## [Requirements]
Read the data and repeat all of it exactly.

## [Stored data]
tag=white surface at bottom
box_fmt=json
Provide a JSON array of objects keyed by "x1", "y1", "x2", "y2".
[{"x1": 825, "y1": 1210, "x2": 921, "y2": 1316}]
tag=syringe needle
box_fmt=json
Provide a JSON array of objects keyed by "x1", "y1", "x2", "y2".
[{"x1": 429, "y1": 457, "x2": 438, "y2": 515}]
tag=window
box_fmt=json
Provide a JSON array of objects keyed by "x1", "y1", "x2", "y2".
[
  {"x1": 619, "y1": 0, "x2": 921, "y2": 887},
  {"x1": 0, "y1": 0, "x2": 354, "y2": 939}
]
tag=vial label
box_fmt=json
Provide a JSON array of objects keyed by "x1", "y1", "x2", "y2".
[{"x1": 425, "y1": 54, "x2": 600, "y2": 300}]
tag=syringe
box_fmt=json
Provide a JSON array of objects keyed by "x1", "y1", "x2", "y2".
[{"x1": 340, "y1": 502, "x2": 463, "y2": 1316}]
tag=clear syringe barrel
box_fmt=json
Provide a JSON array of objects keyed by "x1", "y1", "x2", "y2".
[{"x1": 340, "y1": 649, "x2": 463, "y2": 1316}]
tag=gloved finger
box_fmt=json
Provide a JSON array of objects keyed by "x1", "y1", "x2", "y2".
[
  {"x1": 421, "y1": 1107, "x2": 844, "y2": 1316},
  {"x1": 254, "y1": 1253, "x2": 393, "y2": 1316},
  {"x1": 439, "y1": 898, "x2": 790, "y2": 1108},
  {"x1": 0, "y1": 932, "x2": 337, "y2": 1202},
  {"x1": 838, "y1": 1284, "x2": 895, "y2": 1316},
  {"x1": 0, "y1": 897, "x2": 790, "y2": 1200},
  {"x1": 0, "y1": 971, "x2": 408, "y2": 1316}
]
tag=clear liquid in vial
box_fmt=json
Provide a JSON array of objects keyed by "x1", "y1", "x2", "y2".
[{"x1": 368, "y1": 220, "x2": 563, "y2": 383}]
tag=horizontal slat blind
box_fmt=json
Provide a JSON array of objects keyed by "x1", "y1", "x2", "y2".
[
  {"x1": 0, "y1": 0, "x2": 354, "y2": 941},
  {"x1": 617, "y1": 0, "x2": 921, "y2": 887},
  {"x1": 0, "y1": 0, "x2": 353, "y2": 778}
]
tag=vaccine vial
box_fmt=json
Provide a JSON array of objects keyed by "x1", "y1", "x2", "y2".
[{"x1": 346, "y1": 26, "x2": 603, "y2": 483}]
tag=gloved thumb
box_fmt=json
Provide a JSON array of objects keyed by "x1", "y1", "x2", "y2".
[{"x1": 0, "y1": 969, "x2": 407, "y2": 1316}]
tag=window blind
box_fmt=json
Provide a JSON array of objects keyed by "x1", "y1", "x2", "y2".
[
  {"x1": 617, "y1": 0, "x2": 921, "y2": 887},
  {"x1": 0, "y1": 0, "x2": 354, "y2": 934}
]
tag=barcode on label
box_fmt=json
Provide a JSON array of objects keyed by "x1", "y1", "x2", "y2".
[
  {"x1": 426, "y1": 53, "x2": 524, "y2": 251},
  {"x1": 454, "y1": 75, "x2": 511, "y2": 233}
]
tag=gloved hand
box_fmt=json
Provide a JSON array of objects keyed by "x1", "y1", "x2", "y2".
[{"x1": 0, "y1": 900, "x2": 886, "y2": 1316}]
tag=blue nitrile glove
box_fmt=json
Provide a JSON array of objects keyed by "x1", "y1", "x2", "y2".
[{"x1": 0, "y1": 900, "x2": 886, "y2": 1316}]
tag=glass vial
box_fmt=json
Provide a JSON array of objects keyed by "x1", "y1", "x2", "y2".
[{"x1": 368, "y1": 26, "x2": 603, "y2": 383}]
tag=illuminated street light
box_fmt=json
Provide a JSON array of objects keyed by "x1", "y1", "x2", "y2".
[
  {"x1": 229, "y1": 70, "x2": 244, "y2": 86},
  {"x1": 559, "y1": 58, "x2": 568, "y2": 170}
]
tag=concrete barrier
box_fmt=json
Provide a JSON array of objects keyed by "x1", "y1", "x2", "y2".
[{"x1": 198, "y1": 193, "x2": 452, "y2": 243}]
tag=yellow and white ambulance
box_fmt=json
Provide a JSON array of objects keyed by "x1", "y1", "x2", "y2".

## [Output for this exercise]
tag=white surface at bottom
box_fmt=json
Provide a JSON array of objects keyed by "x1", "y1", "x2", "y2".
[{"x1": 825, "y1": 1210, "x2": 921, "y2": 1316}]
tag=syringe needle
box_fmt=json
Provide a JSON array of objects keyed by "x1", "y1", "x2", "y2".
[{"x1": 429, "y1": 457, "x2": 438, "y2": 515}]
tag=window
box_fmt=json
Provide a JSON array of objects keyed by "x1", "y1", "x2", "y2".
[
  {"x1": 619, "y1": 0, "x2": 921, "y2": 887},
  {"x1": 0, "y1": 0, "x2": 354, "y2": 939}
]
tag=vial label
box_fmt=json
Provide a JSON array of objects keyed by "x1", "y1", "x2", "y2".
[{"x1": 425, "y1": 54, "x2": 600, "y2": 300}]
tag=syringe
box_fmt=json
Provide a JSON array of objects keyed by "x1", "y1", "x2", "y2".
[{"x1": 340, "y1": 502, "x2": 463, "y2": 1316}]
tag=clear syringe barrel
box_fmt=json
Provide a JSON array of objects keyed by "x1", "y1", "x2", "y2".
[{"x1": 340, "y1": 649, "x2": 463, "y2": 1316}]
tag=gloved finger
box_fmt=json
Provide a JSON array of objects keyed by "x1", "y1", "x2", "y2".
[
  {"x1": 421, "y1": 1107, "x2": 844, "y2": 1316},
  {"x1": 254, "y1": 1253, "x2": 393, "y2": 1316},
  {"x1": 439, "y1": 898, "x2": 790, "y2": 1108},
  {"x1": 0, "y1": 932, "x2": 337, "y2": 1202},
  {"x1": 838, "y1": 1284, "x2": 895, "y2": 1316},
  {"x1": 0, "y1": 897, "x2": 790, "y2": 1200},
  {"x1": 0, "y1": 971, "x2": 408, "y2": 1316}
]
tag=clear liquid in vial
box_fmt=json
Provide a JSON array of objects keyed by "x1", "y1", "x2", "y2".
[{"x1": 368, "y1": 220, "x2": 563, "y2": 383}]
tag=horizontal slat blind
box_fmt=json
Provide a JSON array of objects keyed by "x1", "y1", "x2", "y2".
[
  {"x1": 0, "y1": 0, "x2": 354, "y2": 941},
  {"x1": 617, "y1": 0, "x2": 921, "y2": 887},
  {"x1": 0, "y1": 0, "x2": 353, "y2": 778}
]
tag=vaccine vial
box_fmt=json
Provide a JSON array of objects keyed by "x1", "y1", "x2", "y2".
[{"x1": 346, "y1": 26, "x2": 603, "y2": 483}]
tag=gloved thumb
box_fmt=json
Provide a JSON array of objects keyed by "x1", "y1", "x2", "y2".
[{"x1": 0, "y1": 969, "x2": 407, "y2": 1316}]
tag=window blind
box_fmt=json
Provide a JSON array of objects keyed by "x1", "y1", "x2", "y2".
[
  {"x1": 617, "y1": 0, "x2": 921, "y2": 887},
  {"x1": 0, "y1": 0, "x2": 354, "y2": 934}
]
tag=barcode on label
box_fmt=json
Provide a JSON array of objects keyed by "x1", "y1", "x2", "y2".
[
  {"x1": 426, "y1": 53, "x2": 524, "y2": 251},
  {"x1": 454, "y1": 75, "x2": 511, "y2": 233}
]
tag=gloved hand
box_fmt=json
Provide a JSON array of objects keyed by "x1", "y1", "x2", "y2".
[{"x1": 0, "y1": 900, "x2": 886, "y2": 1316}]
tag=blue nitrile glove
box_fmt=json
Provide a JSON array of objects keyed by "x1", "y1", "x2", "y2".
[{"x1": 0, "y1": 900, "x2": 886, "y2": 1316}]
tag=glass vial
box_fmt=json
Provide a JSON array of objects keyed by "x1", "y1", "x2", "y2".
[{"x1": 368, "y1": 26, "x2": 603, "y2": 383}]
tag=illuminated street light
box_fmt=json
Provide a JSON array of objects keyed by "x1", "y1", "x2", "y2".
[
  {"x1": 229, "y1": 70, "x2": 244, "y2": 86},
  {"x1": 559, "y1": 58, "x2": 568, "y2": 170}
]
tag=concrete barrier
box_fmt=json
Provide a JSON array of objects keyed by "x1", "y1", "x2", "y2".
[{"x1": 198, "y1": 193, "x2": 452, "y2": 243}]
tag=yellow and white ambulance
box_fmt=json
Provide a JSON array of objects keyed by "x1", "y1", "x2", "y2".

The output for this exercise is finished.